▸ **Task directions**
Find every line in the data below that contains the word "covered", and copy each of those lines.

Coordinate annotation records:
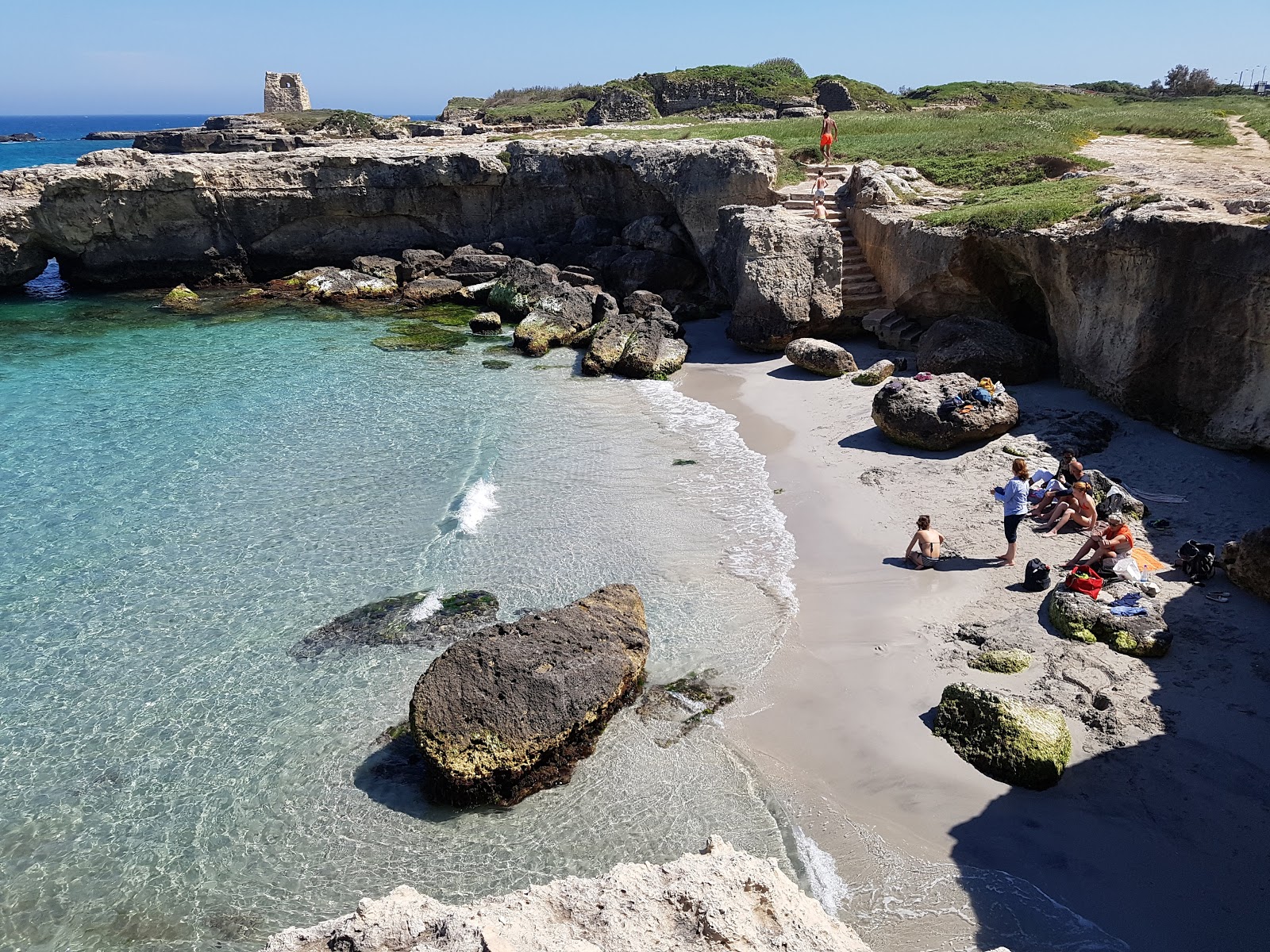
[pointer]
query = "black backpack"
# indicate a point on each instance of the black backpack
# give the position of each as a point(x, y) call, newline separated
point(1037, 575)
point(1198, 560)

...

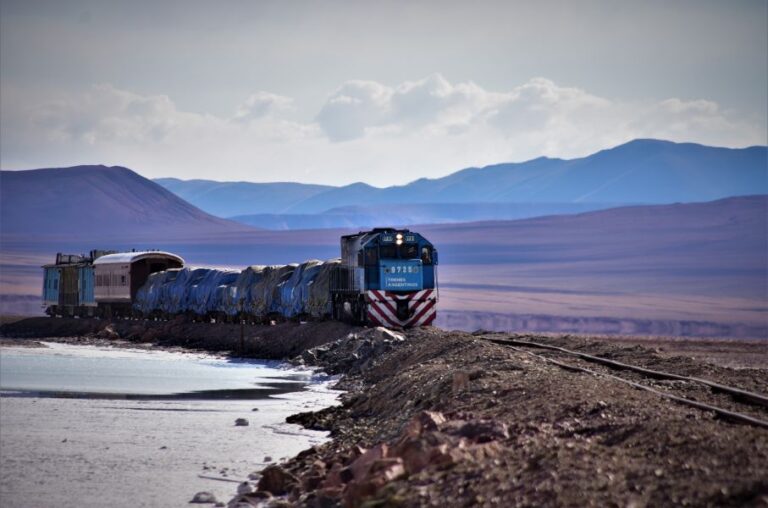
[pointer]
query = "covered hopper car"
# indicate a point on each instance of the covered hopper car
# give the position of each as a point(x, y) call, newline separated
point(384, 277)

==

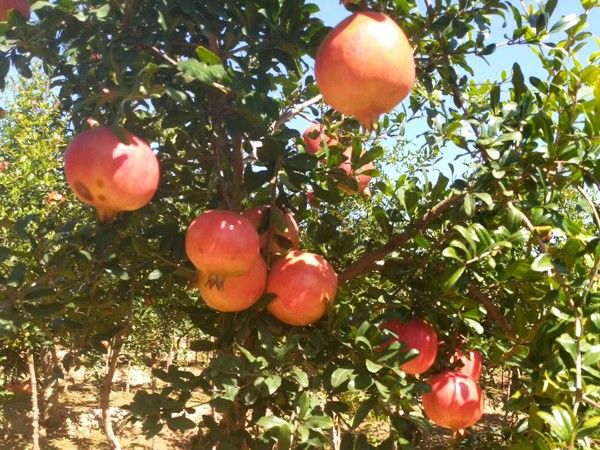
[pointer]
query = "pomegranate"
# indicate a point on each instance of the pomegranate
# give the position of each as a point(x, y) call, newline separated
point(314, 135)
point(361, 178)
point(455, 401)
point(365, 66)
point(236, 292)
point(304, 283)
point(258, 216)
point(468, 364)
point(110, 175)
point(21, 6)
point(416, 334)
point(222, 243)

▸ **Correct result**
query = "covered hopper car"
# indicate a point on each instance of the covered hopper car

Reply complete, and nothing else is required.